What is required: Count how many lines of the material below contain the word "locomotive", treating uppercase and lowercase letters as distinct, and report only the resulting number.

────────

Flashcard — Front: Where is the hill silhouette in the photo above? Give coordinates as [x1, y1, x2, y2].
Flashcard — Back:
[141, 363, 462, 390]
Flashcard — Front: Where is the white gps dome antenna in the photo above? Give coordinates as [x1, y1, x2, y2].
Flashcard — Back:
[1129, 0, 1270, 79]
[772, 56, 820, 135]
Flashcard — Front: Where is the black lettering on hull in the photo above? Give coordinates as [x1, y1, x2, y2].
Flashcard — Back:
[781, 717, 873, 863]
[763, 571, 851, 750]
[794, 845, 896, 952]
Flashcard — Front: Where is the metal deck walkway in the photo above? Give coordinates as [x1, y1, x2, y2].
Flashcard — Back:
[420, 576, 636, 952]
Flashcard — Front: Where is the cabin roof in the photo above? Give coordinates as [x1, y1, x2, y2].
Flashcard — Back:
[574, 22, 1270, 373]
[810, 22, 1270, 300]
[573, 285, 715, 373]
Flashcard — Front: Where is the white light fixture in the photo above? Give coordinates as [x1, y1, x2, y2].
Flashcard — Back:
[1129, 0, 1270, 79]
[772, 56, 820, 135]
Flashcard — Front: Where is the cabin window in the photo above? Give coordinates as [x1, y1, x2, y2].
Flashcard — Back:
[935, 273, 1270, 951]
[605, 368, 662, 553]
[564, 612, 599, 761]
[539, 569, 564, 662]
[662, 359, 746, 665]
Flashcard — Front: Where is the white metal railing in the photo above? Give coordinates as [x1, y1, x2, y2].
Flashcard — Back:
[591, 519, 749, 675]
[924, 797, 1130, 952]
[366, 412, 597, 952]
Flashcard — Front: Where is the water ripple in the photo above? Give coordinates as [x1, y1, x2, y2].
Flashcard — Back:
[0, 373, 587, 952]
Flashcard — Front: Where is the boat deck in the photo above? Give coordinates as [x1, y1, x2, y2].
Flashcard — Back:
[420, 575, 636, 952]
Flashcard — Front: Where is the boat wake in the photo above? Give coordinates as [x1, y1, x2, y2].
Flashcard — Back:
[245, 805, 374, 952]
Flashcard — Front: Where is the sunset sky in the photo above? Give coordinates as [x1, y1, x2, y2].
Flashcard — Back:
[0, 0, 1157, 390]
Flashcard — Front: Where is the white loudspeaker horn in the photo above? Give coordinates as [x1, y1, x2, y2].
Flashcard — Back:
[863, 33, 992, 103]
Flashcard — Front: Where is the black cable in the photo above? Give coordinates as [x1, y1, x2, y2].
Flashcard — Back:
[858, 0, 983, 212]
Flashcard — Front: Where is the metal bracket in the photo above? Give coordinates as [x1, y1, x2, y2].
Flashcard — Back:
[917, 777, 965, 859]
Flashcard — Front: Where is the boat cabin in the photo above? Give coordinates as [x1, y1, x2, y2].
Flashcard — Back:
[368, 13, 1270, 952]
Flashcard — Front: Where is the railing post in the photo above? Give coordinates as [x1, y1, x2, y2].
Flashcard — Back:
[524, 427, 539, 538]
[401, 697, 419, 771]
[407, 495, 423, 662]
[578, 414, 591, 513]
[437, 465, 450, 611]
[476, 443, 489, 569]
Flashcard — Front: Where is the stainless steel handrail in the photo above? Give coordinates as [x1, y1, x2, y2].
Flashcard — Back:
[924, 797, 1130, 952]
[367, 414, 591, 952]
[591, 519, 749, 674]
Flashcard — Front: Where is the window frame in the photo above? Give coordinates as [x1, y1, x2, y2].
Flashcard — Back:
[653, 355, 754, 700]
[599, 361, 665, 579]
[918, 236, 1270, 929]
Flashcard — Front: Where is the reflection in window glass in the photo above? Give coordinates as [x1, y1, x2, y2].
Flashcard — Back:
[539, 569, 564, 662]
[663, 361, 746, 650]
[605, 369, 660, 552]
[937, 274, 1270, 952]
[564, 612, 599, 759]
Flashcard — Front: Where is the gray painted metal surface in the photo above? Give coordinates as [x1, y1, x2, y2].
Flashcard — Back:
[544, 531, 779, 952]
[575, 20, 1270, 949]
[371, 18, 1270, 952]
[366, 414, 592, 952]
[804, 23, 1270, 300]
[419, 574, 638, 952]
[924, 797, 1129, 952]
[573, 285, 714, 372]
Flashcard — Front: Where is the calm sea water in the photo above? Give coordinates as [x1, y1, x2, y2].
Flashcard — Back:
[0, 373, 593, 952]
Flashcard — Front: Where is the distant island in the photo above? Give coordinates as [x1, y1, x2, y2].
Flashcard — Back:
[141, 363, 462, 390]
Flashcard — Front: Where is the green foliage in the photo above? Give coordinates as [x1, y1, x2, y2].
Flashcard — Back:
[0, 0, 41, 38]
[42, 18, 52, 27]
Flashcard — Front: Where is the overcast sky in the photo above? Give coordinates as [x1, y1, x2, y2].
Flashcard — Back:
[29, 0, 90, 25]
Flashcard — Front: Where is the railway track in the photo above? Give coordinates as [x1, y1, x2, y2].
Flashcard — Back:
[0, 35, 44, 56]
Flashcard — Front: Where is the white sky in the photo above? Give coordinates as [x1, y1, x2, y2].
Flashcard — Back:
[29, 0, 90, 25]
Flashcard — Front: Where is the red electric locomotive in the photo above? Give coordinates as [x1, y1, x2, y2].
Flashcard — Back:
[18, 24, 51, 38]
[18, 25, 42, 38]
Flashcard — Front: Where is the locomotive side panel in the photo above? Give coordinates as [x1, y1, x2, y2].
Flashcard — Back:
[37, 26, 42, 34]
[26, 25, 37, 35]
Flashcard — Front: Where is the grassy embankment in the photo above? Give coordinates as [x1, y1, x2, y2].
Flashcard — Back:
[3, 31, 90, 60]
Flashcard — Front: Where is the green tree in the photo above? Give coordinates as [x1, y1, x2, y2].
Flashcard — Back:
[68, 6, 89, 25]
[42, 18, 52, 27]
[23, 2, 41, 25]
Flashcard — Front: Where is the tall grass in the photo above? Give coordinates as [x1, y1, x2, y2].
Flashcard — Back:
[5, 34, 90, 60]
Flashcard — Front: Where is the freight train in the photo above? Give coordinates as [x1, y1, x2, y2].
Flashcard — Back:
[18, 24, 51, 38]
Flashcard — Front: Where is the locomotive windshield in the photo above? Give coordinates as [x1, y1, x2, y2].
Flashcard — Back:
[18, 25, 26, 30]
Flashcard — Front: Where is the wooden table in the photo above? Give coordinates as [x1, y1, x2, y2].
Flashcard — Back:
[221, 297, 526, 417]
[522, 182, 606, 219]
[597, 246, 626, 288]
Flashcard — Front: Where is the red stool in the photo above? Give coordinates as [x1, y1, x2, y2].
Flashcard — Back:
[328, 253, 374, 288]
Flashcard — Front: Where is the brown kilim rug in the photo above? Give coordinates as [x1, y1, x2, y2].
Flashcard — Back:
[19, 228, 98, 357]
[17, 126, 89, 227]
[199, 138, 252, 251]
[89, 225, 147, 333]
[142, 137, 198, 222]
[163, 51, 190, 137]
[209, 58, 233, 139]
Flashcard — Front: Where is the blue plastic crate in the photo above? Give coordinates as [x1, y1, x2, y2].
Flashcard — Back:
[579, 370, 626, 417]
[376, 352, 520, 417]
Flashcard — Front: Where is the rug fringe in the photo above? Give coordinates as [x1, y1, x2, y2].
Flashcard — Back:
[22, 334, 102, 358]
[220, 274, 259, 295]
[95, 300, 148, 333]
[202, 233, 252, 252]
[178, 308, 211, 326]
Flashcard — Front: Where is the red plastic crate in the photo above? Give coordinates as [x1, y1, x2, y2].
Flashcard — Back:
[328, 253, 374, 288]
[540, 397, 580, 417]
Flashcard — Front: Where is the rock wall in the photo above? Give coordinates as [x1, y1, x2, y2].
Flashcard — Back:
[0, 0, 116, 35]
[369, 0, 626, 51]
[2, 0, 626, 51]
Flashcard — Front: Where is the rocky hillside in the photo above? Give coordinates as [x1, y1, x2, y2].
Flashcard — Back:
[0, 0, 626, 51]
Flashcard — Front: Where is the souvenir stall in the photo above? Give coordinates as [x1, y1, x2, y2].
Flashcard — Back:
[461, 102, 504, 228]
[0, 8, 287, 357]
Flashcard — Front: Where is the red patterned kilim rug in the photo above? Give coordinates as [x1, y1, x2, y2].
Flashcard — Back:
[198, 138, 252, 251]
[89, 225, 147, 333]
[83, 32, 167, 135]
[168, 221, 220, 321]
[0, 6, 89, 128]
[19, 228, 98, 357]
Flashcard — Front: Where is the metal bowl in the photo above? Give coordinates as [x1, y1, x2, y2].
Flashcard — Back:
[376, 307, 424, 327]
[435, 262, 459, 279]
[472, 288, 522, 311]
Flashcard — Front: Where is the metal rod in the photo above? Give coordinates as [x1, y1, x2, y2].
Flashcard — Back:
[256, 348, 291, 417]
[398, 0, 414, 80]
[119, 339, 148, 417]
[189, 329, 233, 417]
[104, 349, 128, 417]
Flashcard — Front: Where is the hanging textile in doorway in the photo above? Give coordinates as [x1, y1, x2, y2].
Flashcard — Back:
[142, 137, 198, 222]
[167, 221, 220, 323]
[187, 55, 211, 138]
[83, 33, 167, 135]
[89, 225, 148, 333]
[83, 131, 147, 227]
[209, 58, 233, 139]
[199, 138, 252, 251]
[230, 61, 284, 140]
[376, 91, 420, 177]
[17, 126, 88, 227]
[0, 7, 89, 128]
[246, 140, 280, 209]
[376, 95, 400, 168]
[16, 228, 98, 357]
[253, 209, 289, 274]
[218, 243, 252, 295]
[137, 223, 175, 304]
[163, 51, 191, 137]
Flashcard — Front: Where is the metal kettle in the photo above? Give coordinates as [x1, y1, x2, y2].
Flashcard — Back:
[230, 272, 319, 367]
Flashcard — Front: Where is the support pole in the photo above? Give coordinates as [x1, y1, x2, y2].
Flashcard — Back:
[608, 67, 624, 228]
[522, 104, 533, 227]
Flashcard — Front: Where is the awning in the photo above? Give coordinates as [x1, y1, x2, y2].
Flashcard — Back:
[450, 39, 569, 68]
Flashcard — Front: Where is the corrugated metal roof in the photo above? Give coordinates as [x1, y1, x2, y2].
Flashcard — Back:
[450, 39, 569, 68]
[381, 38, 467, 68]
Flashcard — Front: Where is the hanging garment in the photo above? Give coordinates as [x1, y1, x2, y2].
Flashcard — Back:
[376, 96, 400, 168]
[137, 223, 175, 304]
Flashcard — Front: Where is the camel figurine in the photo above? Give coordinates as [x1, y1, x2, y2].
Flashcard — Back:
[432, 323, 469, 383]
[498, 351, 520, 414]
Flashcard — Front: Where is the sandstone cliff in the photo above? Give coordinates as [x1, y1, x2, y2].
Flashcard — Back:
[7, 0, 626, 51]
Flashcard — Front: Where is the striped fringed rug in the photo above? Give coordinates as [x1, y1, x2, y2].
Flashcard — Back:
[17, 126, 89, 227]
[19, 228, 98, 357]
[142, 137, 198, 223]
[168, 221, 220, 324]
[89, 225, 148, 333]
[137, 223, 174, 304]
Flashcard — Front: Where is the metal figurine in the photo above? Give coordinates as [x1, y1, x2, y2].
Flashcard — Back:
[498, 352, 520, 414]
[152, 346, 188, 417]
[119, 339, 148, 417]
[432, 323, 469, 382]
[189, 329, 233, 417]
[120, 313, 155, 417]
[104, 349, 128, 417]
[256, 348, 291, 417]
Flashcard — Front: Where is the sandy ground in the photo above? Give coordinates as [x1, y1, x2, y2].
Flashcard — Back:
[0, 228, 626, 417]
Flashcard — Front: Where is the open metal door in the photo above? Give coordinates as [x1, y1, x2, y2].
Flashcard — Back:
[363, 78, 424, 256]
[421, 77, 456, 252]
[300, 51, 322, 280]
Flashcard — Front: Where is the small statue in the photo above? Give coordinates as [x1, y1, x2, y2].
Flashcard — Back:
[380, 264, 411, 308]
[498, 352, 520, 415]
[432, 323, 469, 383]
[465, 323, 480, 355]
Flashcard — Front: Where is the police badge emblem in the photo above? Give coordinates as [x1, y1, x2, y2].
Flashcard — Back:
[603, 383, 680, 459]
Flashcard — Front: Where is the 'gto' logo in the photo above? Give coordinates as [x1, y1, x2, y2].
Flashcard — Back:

────────

Full solution: 3